**Provided records:**
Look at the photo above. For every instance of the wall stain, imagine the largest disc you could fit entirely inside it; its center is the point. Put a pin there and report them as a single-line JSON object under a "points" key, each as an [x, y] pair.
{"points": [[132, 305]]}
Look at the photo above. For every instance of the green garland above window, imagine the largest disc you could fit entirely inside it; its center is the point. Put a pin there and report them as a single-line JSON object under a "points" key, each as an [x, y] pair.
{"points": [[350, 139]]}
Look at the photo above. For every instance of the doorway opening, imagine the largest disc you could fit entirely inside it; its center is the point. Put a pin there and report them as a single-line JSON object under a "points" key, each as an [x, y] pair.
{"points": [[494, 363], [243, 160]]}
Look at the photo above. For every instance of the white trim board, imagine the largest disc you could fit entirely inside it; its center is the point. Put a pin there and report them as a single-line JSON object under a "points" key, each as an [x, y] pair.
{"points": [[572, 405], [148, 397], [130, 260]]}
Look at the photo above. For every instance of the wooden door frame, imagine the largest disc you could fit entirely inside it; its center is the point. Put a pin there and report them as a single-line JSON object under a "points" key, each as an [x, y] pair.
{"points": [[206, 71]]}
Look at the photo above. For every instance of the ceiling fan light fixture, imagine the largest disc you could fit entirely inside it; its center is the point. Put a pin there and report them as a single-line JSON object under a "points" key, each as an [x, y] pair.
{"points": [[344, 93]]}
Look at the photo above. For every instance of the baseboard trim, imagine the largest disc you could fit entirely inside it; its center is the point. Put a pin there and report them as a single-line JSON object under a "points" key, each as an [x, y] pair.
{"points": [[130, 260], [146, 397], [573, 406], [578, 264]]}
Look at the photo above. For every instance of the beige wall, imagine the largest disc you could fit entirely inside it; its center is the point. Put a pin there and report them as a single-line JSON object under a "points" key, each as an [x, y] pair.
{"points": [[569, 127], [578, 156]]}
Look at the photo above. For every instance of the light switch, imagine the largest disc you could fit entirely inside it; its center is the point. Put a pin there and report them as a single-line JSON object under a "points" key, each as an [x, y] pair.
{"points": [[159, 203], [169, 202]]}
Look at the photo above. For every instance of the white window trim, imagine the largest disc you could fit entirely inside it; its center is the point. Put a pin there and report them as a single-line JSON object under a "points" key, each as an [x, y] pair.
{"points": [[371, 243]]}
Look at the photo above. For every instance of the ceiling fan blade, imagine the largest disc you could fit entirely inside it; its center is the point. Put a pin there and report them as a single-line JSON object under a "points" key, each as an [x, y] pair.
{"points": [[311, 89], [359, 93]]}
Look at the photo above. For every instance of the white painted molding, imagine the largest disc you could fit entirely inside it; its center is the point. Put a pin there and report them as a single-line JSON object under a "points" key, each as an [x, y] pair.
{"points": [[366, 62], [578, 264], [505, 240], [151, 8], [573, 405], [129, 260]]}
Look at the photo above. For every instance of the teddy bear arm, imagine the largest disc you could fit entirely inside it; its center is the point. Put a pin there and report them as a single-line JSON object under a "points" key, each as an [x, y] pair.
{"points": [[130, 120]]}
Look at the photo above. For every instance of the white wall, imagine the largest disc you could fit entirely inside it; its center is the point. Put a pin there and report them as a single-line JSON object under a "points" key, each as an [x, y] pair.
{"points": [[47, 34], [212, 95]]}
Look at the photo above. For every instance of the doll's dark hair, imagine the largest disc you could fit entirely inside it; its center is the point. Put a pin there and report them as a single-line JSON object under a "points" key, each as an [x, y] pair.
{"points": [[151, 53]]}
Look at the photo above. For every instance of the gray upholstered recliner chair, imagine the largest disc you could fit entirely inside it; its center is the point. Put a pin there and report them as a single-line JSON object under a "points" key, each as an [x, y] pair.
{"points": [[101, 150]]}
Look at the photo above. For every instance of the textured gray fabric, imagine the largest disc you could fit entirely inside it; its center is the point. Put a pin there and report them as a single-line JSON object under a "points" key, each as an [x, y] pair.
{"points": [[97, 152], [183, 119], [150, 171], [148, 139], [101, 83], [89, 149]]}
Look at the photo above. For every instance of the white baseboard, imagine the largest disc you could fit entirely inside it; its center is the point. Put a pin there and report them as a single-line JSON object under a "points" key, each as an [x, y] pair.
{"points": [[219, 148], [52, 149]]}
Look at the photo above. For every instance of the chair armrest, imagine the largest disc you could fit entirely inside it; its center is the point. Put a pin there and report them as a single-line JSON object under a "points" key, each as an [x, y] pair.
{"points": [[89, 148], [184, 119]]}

**Problem:**
After reading the data, retype all of it exactly as it reads.

**Task response:**
Look at the photo above. For every instance of the wall stain, imagine the largest disc you could fit entirely inside it; its center is the point. Put a pin there and report them as a single-line JSON object under a "points" key, each as an [x, y] pair.
{"points": [[132, 305]]}
Look at the photo above. For every instance of the green garland above window, imagine the largest disc you could fit entirely inside it; its center is the point. Put a pin there and report them as a single-line JSON object under a "points" key, each as an [x, y] pair.
{"points": [[350, 139]]}
Look at the photo above. For every instance of the doorway opening, imagine the largest disc you could fit entirely inside it; its center is the point. Put a pin there and report them as a single-line JSON object under a "points" key, each as an [x, y] pair.
{"points": [[494, 363], [243, 160]]}
Look at the photo above. For every instance of the white trim board, imagine the largest disc you could fit entirely inside it; its center is the point. Put a pin there and report them as a single-line JSON object under a "points" key, each as an [x, y] pair.
{"points": [[572, 405], [148, 397], [130, 260]]}
Look at the photo above. For every instance of the wooden door frame, imagine the largest disc you could fit entirely inside it; its center is the point. Put a pin there and report them as a single-line JSON object under a "points" key, each as an [x, y] pair.
{"points": [[206, 71]]}
Look at the photo above. For every instance of the ceiling fan light fixture, imagine the largest disc you could fit entirely inside it; its center is the point. Put a pin there and report them as a single-line JSON object under a "points" key, each as an [x, y] pair.
{"points": [[344, 93]]}
Look at the photo above. For every instance of the baseboard trim, imagine the largest disc you could fit entirely inside it; its center is the point. Put a pin there and report them as a single-line JSON object under a "points" key, each as an [x, y] pair.
{"points": [[130, 260], [146, 397], [573, 406], [578, 264]]}
Look at the photo above. For every instance of the beige wall, imagine the largest disc you could fit entirely inside it; its center is the point. Put a pin there and report them as a single-line JSON object under a "points" key, each as an [x, y] pair.
{"points": [[569, 127], [578, 156]]}
Look at the photo above. For every instance of the light switch, imagine the largest disc you could fit entirely inside it; its center is the point. Put a pin there and report them as a single-line JSON object under a "points" key, each as an [x, y] pair.
{"points": [[159, 203], [169, 202]]}
Look at the photo above. For every instance of the white window trim, imagine the largest disc you could fit entirely inside it; its center is the point. Put a pin there and report them as a single-line JSON object under a "points" key, each as an [x, y] pair.
{"points": [[371, 243]]}
Look at the photo above. For every instance of the ceiling fan blade, imagine the largest disc you could fit entirely inside it; its center is the point. Put a pin there and report them as a single-line JSON object under a "points" key, each as an [x, y] pair.
{"points": [[311, 89], [359, 93]]}
Look at the photo above. For every instance of the white painted molding, imagine the largest disc you could fit entirely inside it; its center is the point. Put a pin there and report them as a single-line JSON object under a "points" key, each as an [x, y] pair.
{"points": [[366, 62], [578, 264], [505, 240], [151, 8], [573, 405], [129, 260]]}
Look at the photo above. For every instance of the teddy bear arm, imagine the largest disc you could fit entirely inside it; its center is the point. Put a pin there and report them as a single-line JSON object under a "points" key, each as an [x, y] pair.
{"points": [[130, 120]]}
Look at the photo above. For every instance of the white wall, imagine the largest disc you could fit entirely inside it; its center is the point. Put a pin there and report them as a single-line JSON object under a "points" key, each as an [x, y] pair.
{"points": [[47, 34], [212, 95]]}
Look at the photo above. For every instance of the doll's dark hair, imagine the largest disc you could fit entirely inside it; its center is the point. Put a pin there and report them as a single-line JSON object under a "points" key, each as an [x, y] pair.
{"points": [[151, 53]]}
Look at the photo above. For every instance of the gray upholstered recliner chair, imagine the largest disc you could fit entirely inside it; its center is the point. Put a pin there and report them as a single-line JSON object under a "points" key, each as an [x, y] pair.
{"points": [[101, 150]]}
Look at the photo above. For every instance of the textured gray fabric, imagine the largest disc you could fit entirely inside it; its center is the point. Put a pin there and report them as a single-line JSON object under a "points" key, each as an [x, y] pair.
{"points": [[97, 152], [183, 119], [150, 171], [148, 139], [101, 83], [89, 149]]}
Look at the photo above. For every instance of the white baseboard, imagine the largest disc you could fit entirely inside it; its center is the point. Put a pin there and report them as a single-line JSON object under a "points" key, each as an [x, y] pair.
{"points": [[219, 148], [52, 149]]}
Look at the photo above. For every instance of the chair armrest, imagine the largest disc you could fit entirely inside it; its center is the point. Put a pin there and report them as a single-line JSON object under a "points" key, each as an [x, y] pair.
{"points": [[89, 148], [184, 119]]}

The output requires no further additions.